§ **What is being asked**:
What is needed is an exact copy of every entry below, minus the images.

§ **Available data**:
*****

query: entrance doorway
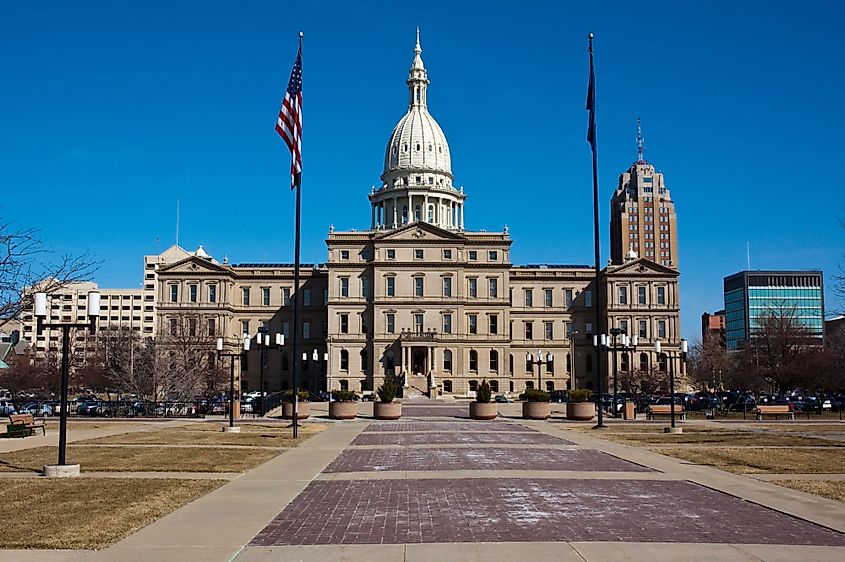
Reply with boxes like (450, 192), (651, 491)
(412, 348), (426, 375)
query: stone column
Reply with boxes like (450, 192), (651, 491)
(424, 194), (429, 223)
(460, 203), (464, 230)
(393, 197), (398, 228)
(371, 203), (375, 229)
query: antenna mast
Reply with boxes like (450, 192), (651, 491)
(637, 117), (644, 163)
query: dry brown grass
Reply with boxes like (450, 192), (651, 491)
(605, 432), (842, 447)
(44, 421), (147, 431)
(0, 477), (223, 549)
(0, 445), (281, 473)
(651, 447), (845, 474)
(564, 423), (725, 434)
(77, 422), (327, 447)
(772, 480), (845, 502)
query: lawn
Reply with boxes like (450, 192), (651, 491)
(604, 432), (842, 447)
(772, 480), (845, 503)
(0, 445), (282, 473)
(0, 477), (224, 549)
(78, 424), (325, 448)
(651, 447), (845, 474)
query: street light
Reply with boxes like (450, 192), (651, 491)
(526, 350), (553, 391)
(656, 338), (688, 433)
(217, 335), (249, 432)
(254, 330), (281, 416)
(568, 329), (579, 391)
(592, 333), (608, 428)
(34, 290), (100, 477)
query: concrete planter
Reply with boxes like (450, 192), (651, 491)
(329, 401), (357, 420)
(374, 401), (402, 420)
(566, 402), (595, 421)
(522, 401), (551, 420)
(282, 401), (311, 420)
(470, 402), (498, 420)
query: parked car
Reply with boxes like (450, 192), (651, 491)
(20, 402), (53, 417)
(494, 394), (513, 403)
(240, 401), (254, 414)
(76, 400), (100, 416)
(549, 390), (568, 403)
(0, 400), (17, 415)
(361, 391), (376, 402)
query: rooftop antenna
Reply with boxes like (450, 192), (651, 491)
(746, 241), (751, 270)
(175, 199), (180, 247)
(636, 117), (644, 163)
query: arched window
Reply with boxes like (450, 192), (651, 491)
(489, 350), (499, 372)
(658, 353), (667, 372)
(509, 354), (514, 375)
(340, 349), (349, 371)
(639, 352), (649, 371)
(565, 353), (571, 374)
(489, 380), (499, 392)
(443, 380), (453, 393)
(620, 352), (630, 372)
(469, 350), (478, 371)
(428, 144), (432, 151)
(443, 350), (453, 371)
(360, 349), (368, 371)
(546, 381), (555, 391)
(469, 380), (479, 391)
(427, 205), (434, 222)
(416, 143), (420, 151)
(414, 205), (421, 220)
(402, 206), (408, 223)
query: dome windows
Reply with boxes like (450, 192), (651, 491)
(416, 143), (420, 151)
(428, 144), (432, 151)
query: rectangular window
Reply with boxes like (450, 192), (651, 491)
(386, 277), (395, 297)
(188, 318), (197, 337)
(544, 289), (553, 307)
(489, 314), (498, 335)
(638, 286), (647, 305)
(443, 249), (452, 260)
(241, 320), (249, 336)
(340, 250), (349, 260)
(468, 278), (478, 298)
(189, 285), (197, 303)
(208, 285), (217, 303)
(468, 250), (477, 261)
(340, 278), (349, 298)
(565, 322), (573, 339)
(488, 278), (498, 298)
(386, 249), (396, 260)
(170, 285), (178, 303)
(414, 249), (424, 260)
(657, 286), (666, 305)
(283, 287), (291, 305)
(170, 318), (178, 335)
(361, 278), (369, 298)
(468, 314), (478, 334)
(340, 314), (349, 334)
(282, 321), (290, 338)
(414, 313), (424, 332)
(414, 276), (424, 297)
(639, 320), (647, 338)
(620, 319), (628, 335)
(443, 277), (452, 297)
(585, 290), (592, 308)
(524, 289), (533, 307)
(207, 318), (215, 336)
(444, 351), (452, 371)
(242, 287), (250, 306)
(303, 321), (311, 340)
(565, 289), (573, 307)
(585, 322), (593, 336)
(658, 320), (666, 339)
(386, 313), (395, 334)
(443, 313), (452, 334)
(323, 288), (329, 304)
(525, 322), (533, 340)
(262, 287), (270, 306)
(488, 250), (497, 261)
(619, 286), (628, 305)
(303, 289), (311, 306)
(544, 321), (553, 340)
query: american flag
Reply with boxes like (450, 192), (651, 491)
(276, 45), (302, 189)
(586, 36), (596, 153)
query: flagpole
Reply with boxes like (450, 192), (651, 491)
(587, 33), (606, 429)
(291, 31), (303, 439)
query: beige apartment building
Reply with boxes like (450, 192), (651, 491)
(16, 33), (684, 394)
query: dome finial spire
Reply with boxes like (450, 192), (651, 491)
(407, 26), (428, 108)
(415, 26), (421, 54)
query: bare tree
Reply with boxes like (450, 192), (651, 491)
(0, 219), (99, 329)
(619, 367), (668, 396)
(688, 334), (731, 391)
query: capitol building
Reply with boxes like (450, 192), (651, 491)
(19, 34), (683, 397)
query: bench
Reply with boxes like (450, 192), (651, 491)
(755, 405), (794, 420)
(8, 413), (47, 437)
(647, 404), (686, 420)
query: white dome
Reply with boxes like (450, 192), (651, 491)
(380, 30), (452, 183)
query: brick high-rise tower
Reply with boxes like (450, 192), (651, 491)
(610, 120), (678, 268)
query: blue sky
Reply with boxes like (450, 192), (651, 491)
(2, 0), (843, 340)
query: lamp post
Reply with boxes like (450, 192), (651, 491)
(526, 350), (553, 391)
(217, 335), (249, 432)
(592, 333), (607, 428)
(620, 334), (638, 415)
(34, 290), (100, 477)
(609, 328), (624, 418)
(568, 329), (579, 391)
(657, 338), (688, 434)
(254, 331), (282, 416)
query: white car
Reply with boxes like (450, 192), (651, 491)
(0, 400), (17, 415)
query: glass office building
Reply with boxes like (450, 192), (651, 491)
(723, 270), (824, 350)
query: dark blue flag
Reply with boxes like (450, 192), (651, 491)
(586, 35), (596, 152)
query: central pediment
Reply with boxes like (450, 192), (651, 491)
(375, 222), (466, 242)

*****

§ **Exercise answer**:
query: entrance doorway
Reply with boxes like (450, 192), (651, 491)
(412, 348), (426, 375)
query: stone column
Reply with boxes like (450, 192), (651, 491)
(424, 194), (429, 223)
(460, 203), (464, 230)
(393, 197), (398, 228)
(371, 203), (375, 229)
query: antenna mast
Reply with boxes like (450, 192), (651, 491)
(637, 117), (644, 163)
query: dry brown grass
Reply with boxes like (450, 192), (651, 491)
(605, 432), (842, 447)
(44, 421), (147, 431)
(0, 477), (223, 549)
(0, 445), (281, 473)
(651, 447), (845, 474)
(564, 423), (725, 434)
(77, 422), (327, 447)
(772, 480), (845, 502)
query: lawn
Reply with boxes like (450, 192), (651, 491)
(604, 432), (842, 447)
(772, 480), (845, 503)
(0, 445), (282, 473)
(0, 477), (224, 549)
(78, 424), (325, 448)
(651, 447), (845, 474)
query: street light
Reply with boxes like (450, 192), (651, 491)
(526, 350), (553, 391)
(656, 338), (688, 433)
(217, 335), (249, 432)
(254, 330), (281, 416)
(568, 329), (579, 391)
(592, 333), (608, 428)
(34, 290), (100, 477)
query: concrete planter
Reply with boxes like (450, 192), (651, 491)
(329, 401), (357, 420)
(374, 401), (402, 420)
(566, 402), (595, 421)
(522, 401), (551, 420)
(282, 401), (311, 420)
(470, 402), (498, 420)
query: parked car
Reply with boxes like (450, 192), (651, 491)
(20, 402), (53, 417)
(494, 394), (513, 403)
(240, 401), (254, 414)
(76, 400), (100, 416)
(549, 390), (568, 403)
(0, 400), (17, 415)
(361, 391), (376, 402)
query: rooftop antenna
Reply with boxes like (450, 192), (651, 491)
(746, 241), (751, 270)
(175, 199), (180, 247)
(636, 117), (644, 163)
query: arched window
Reply with boxes like (450, 192), (651, 491)
(489, 350), (499, 372)
(658, 353), (667, 372)
(509, 354), (514, 375)
(340, 349), (349, 371)
(639, 352), (649, 371)
(565, 353), (571, 374)
(489, 380), (499, 392)
(443, 380), (453, 393)
(620, 352), (630, 372)
(469, 350), (478, 371)
(428, 144), (432, 151)
(443, 350), (453, 371)
(360, 349), (368, 371)
(546, 381), (555, 391)
(469, 380), (479, 391)
(427, 205), (434, 222)
(416, 143), (420, 151)
(414, 205), (421, 220)
(402, 206), (408, 223)
query: dome windows
Reply with boxes like (450, 192), (651, 491)
(416, 143), (420, 151)
(428, 144), (432, 151)
query: rectangular window
Reply with boxes like (450, 192), (651, 491)
(386, 277), (395, 297)
(188, 318), (197, 337)
(544, 289), (553, 307)
(489, 314), (498, 335)
(638, 286), (647, 305)
(443, 249), (452, 260)
(241, 320), (249, 336)
(340, 250), (349, 260)
(468, 278), (478, 298)
(189, 285), (197, 303)
(208, 285), (217, 303)
(468, 250), (477, 261)
(340, 278), (349, 298)
(565, 322), (573, 339)
(488, 278), (498, 298)
(386, 249), (396, 260)
(170, 285), (178, 303)
(414, 249), (424, 260)
(657, 286), (666, 305)
(283, 287), (291, 305)
(170, 318), (178, 335)
(361, 278), (369, 298)
(468, 314), (478, 334)
(340, 314), (349, 334)
(282, 321), (290, 338)
(414, 313), (424, 332)
(414, 276), (424, 297)
(639, 320), (647, 338)
(620, 319), (628, 335)
(443, 277), (452, 297)
(585, 290), (592, 308)
(524, 289), (533, 307)
(207, 318), (215, 336)
(444, 351), (452, 371)
(242, 287), (250, 306)
(303, 321), (311, 340)
(565, 289), (573, 307)
(585, 322), (593, 336)
(658, 320), (666, 339)
(386, 313), (395, 334)
(443, 313), (452, 334)
(323, 288), (329, 304)
(525, 322), (533, 340)
(262, 287), (270, 306)
(488, 250), (497, 261)
(619, 286), (628, 305)
(303, 289), (311, 306)
(544, 321), (553, 340)
query: american flag
Reply with boxes like (450, 192), (651, 491)
(276, 45), (302, 189)
(586, 36), (596, 153)
query: flagpole
Reply with boxes like (450, 192), (651, 491)
(587, 33), (606, 429)
(291, 31), (303, 439)
query: beige apartment building
Reply with boxes like (450, 192), (651, 491)
(16, 33), (684, 394)
query: dome finial spire
Reply with boxes like (450, 192), (651, 491)
(407, 26), (428, 108)
(415, 26), (421, 54)
query: bare tree
Reply with boxes like (450, 192), (651, 491)
(0, 219), (99, 329)
(619, 367), (668, 396)
(688, 334), (731, 391)
query: capitol building
Reply with boxes like (450, 192), (651, 491)
(19, 34), (683, 397)
query: bench
Reply with boxes like (450, 192), (651, 491)
(755, 405), (794, 420)
(8, 413), (47, 437)
(647, 404), (686, 420)
query: white dome
Reply with boxes like (450, 192), (651, 491)
(380, 30), (452, 183)
query: brick high-rise tower
Reply with boxes like (450, 192), (651, 491)
(610, 120), (678, 268)
query: blue sky
Reply with boxes like (450, 192), (651, 491)
(2, 0), (843, 340)
query: lamp post
Reply with boxes like (450, 192), (651, 491)
(526, 350), (553, 391)
(217, 335), (249, 432)
(592, 333), (607, 428)
(620, 334), (638, 415)
(34, 290), (100, 477)
(609, 328), (624, 418)
(568, 329), (579, 391)
(657, 338), (688, 434)
(254, 331), (282, 416)
query: white car
Reply with boxes like (450, 192), (651, 491)
(0, 400), (17, 415)
query: glass office building
Reply with boxes like (450, 192), (651, 491)
(723, 270), (824, 350)
query: dark blue flag
Reply with boxes like (450, 192), (651, 491)
(586, 35), (596, 152)
query: central pediment
Reply with boxes like (450, 192), (651, 491)
(375, 222), (466, 242)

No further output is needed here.